What this task involves -> Express the lines below as a JSON list of strings, one string per line and blank lines left out, starting at the line that contains "of the xinhua" and ending at the line that contains "point(623, 237)", with both of those lines included.

Dataset records ->
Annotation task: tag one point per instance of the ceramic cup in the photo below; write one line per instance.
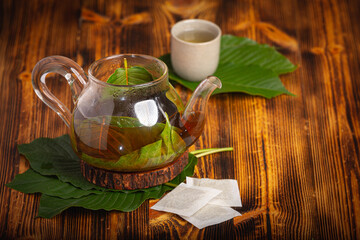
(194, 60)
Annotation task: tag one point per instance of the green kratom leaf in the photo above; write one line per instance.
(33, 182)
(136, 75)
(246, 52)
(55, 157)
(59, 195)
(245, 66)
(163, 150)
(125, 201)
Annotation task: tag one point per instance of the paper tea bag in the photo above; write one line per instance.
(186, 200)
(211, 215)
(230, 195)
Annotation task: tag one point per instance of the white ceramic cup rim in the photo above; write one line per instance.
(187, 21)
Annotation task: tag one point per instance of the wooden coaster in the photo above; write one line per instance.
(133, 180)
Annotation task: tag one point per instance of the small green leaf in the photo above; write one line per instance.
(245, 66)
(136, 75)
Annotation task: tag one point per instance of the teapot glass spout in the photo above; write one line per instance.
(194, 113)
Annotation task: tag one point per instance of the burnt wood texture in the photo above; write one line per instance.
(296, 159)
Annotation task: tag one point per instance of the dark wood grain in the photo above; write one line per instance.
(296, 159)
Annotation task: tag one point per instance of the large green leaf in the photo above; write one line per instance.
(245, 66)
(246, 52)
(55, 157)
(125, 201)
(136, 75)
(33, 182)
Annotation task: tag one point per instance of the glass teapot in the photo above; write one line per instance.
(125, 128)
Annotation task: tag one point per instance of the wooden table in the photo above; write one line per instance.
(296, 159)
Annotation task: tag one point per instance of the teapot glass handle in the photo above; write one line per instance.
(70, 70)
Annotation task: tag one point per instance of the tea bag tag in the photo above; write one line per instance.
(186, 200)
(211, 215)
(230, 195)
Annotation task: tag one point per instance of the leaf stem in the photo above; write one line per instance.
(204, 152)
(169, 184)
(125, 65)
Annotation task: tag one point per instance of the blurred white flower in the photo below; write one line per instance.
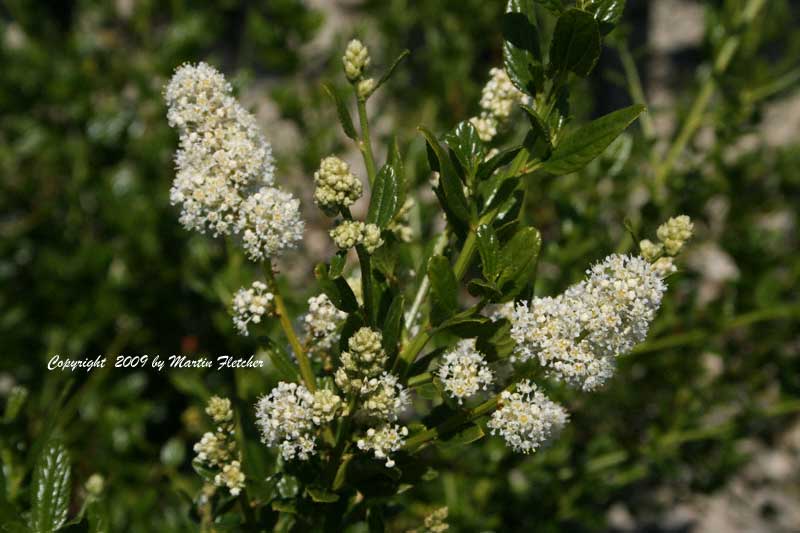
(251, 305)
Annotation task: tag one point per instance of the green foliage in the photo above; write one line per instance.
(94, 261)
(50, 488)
---
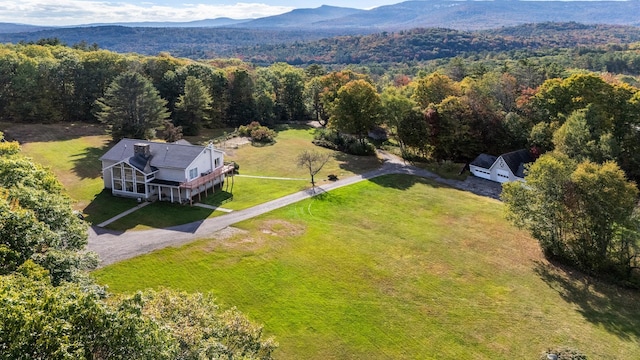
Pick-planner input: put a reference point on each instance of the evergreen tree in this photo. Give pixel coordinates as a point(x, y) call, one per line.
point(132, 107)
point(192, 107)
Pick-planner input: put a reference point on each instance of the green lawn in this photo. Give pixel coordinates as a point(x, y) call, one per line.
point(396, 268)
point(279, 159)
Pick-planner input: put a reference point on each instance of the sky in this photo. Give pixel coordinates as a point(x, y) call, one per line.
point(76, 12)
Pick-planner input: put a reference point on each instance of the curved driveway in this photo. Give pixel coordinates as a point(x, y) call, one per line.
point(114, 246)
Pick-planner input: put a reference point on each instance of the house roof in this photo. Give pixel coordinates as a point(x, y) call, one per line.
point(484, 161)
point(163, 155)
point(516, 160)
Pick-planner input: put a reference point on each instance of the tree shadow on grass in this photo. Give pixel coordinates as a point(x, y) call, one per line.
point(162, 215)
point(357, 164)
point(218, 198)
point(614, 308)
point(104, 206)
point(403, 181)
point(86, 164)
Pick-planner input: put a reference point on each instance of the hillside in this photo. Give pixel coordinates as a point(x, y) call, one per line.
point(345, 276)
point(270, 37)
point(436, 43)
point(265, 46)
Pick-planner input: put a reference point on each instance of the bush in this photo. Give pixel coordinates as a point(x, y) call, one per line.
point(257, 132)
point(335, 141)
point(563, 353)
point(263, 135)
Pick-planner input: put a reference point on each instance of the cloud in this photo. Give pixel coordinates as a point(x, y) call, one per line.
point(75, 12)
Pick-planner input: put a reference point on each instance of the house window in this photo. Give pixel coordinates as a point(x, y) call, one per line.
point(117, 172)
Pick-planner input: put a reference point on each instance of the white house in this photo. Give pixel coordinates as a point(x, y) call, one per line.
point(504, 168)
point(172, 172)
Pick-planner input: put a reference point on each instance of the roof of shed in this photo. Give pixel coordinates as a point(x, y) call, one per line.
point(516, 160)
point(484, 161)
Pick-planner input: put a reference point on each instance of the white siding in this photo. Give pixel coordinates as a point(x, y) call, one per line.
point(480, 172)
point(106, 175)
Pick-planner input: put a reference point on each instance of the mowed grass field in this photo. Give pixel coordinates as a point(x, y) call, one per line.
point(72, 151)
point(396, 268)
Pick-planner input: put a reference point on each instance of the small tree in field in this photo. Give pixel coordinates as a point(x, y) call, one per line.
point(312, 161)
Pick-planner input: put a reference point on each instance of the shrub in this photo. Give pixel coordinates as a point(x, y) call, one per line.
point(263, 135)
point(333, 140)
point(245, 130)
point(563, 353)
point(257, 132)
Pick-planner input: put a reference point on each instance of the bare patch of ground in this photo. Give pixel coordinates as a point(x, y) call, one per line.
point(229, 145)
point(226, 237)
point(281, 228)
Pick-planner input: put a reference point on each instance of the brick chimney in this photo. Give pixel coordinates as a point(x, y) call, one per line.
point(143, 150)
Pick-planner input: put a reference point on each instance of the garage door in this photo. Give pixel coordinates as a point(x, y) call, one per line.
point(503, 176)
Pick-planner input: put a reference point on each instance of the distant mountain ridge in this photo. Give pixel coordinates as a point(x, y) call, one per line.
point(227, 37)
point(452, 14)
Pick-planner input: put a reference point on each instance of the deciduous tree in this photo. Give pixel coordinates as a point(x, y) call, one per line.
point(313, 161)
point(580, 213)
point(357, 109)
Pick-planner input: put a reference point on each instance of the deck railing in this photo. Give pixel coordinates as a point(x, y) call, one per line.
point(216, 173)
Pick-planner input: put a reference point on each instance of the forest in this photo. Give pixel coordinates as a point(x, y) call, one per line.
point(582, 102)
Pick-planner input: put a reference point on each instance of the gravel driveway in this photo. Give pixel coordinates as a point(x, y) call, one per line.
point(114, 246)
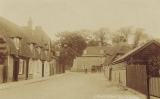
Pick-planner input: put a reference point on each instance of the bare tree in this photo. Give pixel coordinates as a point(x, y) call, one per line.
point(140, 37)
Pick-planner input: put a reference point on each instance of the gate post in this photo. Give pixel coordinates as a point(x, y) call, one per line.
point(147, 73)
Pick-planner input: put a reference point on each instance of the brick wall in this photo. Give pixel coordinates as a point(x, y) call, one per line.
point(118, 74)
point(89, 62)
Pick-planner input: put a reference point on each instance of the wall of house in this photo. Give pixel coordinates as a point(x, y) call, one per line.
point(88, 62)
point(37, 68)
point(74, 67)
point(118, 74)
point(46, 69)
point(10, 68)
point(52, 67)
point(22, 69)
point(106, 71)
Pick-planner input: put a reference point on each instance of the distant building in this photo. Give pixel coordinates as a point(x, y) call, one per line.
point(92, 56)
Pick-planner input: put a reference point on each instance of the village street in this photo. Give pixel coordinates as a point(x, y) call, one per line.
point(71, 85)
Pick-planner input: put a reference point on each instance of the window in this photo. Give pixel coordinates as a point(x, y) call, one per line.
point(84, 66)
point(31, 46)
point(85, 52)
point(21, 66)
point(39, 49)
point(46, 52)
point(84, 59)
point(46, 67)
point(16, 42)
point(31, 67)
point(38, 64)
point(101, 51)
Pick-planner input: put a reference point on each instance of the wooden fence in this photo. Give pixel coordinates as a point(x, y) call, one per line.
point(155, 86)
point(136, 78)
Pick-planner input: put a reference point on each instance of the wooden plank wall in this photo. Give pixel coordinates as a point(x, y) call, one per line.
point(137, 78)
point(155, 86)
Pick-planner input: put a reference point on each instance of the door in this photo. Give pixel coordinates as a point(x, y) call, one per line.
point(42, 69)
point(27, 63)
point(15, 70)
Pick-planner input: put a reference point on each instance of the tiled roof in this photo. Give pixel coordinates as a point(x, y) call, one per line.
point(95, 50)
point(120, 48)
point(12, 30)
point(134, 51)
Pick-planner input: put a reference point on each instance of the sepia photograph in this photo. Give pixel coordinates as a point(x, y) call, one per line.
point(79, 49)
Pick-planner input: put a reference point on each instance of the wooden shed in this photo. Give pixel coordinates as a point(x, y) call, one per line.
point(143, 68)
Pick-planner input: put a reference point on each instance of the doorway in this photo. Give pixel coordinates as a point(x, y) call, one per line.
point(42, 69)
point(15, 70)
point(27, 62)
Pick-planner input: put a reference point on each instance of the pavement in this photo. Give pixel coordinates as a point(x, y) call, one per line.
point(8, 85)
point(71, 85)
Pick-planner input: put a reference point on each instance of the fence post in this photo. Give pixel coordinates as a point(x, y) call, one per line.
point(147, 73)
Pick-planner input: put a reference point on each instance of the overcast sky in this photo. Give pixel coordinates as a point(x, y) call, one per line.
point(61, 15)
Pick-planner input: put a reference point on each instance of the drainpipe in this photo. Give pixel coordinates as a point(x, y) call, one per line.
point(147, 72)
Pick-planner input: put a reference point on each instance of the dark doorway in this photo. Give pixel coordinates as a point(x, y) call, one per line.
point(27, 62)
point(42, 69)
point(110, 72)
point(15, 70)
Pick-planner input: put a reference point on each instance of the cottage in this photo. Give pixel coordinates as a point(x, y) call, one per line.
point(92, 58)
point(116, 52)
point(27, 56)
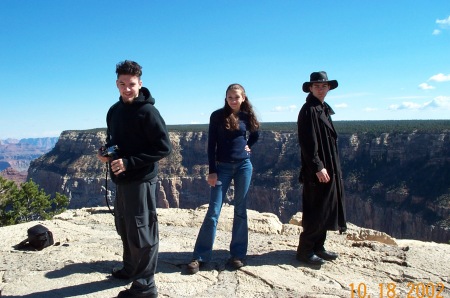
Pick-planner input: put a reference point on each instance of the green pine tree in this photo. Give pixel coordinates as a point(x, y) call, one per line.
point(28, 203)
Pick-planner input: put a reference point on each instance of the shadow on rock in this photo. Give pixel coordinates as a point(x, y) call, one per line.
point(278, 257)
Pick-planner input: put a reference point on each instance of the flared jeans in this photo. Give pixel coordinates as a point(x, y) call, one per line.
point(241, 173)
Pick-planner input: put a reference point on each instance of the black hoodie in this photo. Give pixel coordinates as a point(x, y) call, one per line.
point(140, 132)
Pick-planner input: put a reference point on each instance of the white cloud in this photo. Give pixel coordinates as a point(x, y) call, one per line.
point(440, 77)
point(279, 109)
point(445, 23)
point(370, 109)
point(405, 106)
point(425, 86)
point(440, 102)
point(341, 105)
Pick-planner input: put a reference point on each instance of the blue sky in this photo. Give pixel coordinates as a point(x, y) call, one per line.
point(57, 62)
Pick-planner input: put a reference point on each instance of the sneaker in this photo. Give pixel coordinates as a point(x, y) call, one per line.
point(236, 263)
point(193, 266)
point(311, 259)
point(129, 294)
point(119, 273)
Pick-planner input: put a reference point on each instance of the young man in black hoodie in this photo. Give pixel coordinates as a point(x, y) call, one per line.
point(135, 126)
...
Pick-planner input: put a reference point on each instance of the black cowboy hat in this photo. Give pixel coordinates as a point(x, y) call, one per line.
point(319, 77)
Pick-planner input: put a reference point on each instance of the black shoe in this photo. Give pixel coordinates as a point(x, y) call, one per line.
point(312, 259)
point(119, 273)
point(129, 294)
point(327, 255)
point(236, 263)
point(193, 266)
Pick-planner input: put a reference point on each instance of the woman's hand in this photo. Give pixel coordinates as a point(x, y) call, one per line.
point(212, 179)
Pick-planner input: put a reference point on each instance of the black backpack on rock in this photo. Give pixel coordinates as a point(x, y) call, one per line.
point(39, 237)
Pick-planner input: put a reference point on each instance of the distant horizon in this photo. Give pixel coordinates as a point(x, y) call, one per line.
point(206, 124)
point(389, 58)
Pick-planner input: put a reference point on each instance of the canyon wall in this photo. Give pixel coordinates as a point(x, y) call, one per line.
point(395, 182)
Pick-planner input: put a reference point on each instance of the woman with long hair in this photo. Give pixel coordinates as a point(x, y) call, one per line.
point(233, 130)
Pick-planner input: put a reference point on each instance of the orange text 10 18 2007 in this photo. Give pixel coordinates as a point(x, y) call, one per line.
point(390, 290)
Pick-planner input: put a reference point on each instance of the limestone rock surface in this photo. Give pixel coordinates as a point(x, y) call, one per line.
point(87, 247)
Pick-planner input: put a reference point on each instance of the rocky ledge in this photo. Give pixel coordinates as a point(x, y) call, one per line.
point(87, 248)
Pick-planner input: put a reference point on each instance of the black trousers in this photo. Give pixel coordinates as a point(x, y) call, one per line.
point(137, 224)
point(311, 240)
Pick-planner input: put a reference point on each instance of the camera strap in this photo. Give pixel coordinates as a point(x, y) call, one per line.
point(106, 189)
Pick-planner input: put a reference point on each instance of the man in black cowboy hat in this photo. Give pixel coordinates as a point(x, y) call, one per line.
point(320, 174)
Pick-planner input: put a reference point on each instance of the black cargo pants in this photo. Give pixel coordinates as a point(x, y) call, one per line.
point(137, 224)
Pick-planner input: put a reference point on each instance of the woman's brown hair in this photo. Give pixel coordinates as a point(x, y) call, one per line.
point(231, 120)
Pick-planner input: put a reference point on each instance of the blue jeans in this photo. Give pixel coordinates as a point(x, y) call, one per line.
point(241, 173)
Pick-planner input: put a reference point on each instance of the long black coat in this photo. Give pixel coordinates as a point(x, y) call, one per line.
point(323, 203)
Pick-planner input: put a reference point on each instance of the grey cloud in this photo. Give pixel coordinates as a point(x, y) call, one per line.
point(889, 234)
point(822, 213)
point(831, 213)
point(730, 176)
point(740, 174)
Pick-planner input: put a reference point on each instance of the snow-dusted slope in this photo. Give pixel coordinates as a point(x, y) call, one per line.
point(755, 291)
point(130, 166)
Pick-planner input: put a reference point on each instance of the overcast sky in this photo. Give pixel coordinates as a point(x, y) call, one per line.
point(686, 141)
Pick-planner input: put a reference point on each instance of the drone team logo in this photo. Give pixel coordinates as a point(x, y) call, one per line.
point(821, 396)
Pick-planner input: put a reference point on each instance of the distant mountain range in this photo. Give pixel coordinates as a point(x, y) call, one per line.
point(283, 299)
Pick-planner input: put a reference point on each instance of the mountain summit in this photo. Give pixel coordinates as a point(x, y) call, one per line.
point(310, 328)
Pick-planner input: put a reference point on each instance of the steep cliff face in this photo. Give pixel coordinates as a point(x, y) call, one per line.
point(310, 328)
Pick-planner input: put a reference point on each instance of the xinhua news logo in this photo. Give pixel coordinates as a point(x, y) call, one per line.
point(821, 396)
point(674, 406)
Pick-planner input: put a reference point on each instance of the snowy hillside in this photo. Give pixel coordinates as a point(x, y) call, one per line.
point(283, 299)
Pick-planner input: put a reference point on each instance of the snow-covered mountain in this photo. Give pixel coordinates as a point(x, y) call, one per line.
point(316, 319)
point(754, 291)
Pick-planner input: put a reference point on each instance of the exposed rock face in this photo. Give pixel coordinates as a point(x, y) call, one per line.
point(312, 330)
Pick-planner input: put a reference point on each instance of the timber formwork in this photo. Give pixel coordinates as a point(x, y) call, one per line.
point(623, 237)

Exercise result ->
[
  "Pick-planner input: put a reference point on each instance of the xinhua news logo in this photo. Give pixel coordinates as a point(x, y) call, one per line.",
  "point(821, 396)",
  "point(674, 406)",
  "Pick-planner input: put a reference point on each instance of the snowy hillside in this photo. Give pixel coordinates as a point(x, y) call, one per line.",
  "point(283, 299)",
  "Pick-planner input: put a reference point on each instance of the snow-covered mountain in this photo. Give pixel coordinates as a point(x, y) call, one per line.",
  "point(316, 319)",
  "point(754, 291)",
  "Pick-planner input: put a reference point on each instance of the exposed rock face in this photo. Give pixel coordinates as a point(x, y) call, one per line.",
  "point(312, 330)",
  "Pick-planner input: put a reference point on each instance of the timber formwork in this photo. Give pixel coordinates as a point(x, y) call, one per line.",
  "point(623, 237)"
]